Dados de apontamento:
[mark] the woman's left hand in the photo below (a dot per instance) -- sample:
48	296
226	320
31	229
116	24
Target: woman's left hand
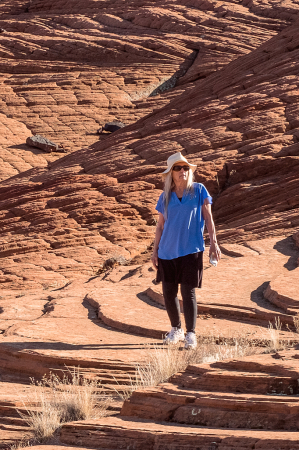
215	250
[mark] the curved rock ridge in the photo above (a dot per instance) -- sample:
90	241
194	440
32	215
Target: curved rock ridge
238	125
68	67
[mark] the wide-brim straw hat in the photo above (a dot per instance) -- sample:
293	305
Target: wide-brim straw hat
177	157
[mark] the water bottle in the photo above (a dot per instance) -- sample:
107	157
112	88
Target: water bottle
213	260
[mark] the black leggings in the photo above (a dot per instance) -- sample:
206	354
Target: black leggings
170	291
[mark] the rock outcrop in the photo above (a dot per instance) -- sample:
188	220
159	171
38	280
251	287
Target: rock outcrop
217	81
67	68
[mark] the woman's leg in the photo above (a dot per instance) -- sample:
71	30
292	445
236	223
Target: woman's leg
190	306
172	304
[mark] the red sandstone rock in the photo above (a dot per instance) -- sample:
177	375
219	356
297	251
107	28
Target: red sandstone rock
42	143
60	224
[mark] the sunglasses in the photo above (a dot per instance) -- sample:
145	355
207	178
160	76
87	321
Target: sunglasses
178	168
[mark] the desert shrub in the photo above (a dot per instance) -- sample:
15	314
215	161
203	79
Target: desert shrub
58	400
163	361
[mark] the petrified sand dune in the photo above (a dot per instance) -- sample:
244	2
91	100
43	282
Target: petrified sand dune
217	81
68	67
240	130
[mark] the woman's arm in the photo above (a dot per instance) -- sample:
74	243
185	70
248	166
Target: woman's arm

▸ O QUE FAZER: Organize, por favor, todas as linhas dos dados acima como uma lista JSON de strings, com uma string para cada linha. Omita as linhas em branco e deixe as imagens de fora.

▸ RESPOSTA COMPLETA:
[
  "[mark] the woman's left hand in the photo below (a dot per instance) -- sample:",
  "48\t296",
  "226\t320",
  "31\t229",
  "116\t24",
  "Target: woman's left hand",
  "215\t250",
  "[mark] the curved rock ridge in the photo above (a dot per instance) -- sample:",
  "90\t241",
  "194\t440",
  "32\t215",
  "Target: curved rock ridge",
  "238\t125",
  "68\t67",
  "[mark] the wide-brim straw hat in the photo above (a dot per instance) -- sample:",
  "293\t305",
  "Target: wide-brim straw hat",
  "177\t157",
  "[mark] the water bottle in the photo above (a dot per instance) -- sample:",
  "107\t157",
  "112\t88",
  "Target: water bottle",
  "213\t260",
  "[mark] the black leggings in the photo above (a dot per instance) -- sample:",
  "206\t354",
  "Target: black leggings",
  "170\t291",
  "[mark] the rock outcrop in the photo above (a dot per instance) -- sample:",
  "188\t220",
  "159\t171",
  "38\t280",
  "251\t287",
  "Target: rock outcrop",
  "217\t81",
  "67\t68",
  "[mark] the woman's leg in the photo above (a dot per instance) -- sample:",
  "71\t30",
  "292\t445",
  "236\t223",
  "Target: woman's leg",
  "190\t306",
  "172\t304",
  "[mark] the red sandstone rock in the photo above (a dot per instance) -- sample:",
  "177\t375",
  "219\t356",
  "297\t251",
  "107\t28",
  "Target: red sandstone rock",
  "42\t143",
  "60\t224",
  "[mark] the sunglasses in the photo above (a dot per instance) -- sample:",
  "145\t355",
  "207\t178",
  "160\t76",
  "87\t321",
  "Target: sunglasses",
  "178\t168",
  "[mark] the desert shrub in the photo above (a dot per instance) -- sample:",
  "15\t314",
  "215\t161",
  "203\t79",
  "Target: desert shrub",
  "58\t400",
  "163\t361",
  "[mark] the petrified sand dune in the photo above (a dot per instance) -- sample:",
  "244\t2",
  "91\t100",
  "43\t282",
  "Target: petrified sand dune",
  "217\t81",
  "68\t67",
  "240\t130",
  "[mark] the woman's arm in the photo above (a dot per instance) -- sample:",
  "74\t243",
  "185\t70",
  "248\t166",
  "Target: woman's arm"
]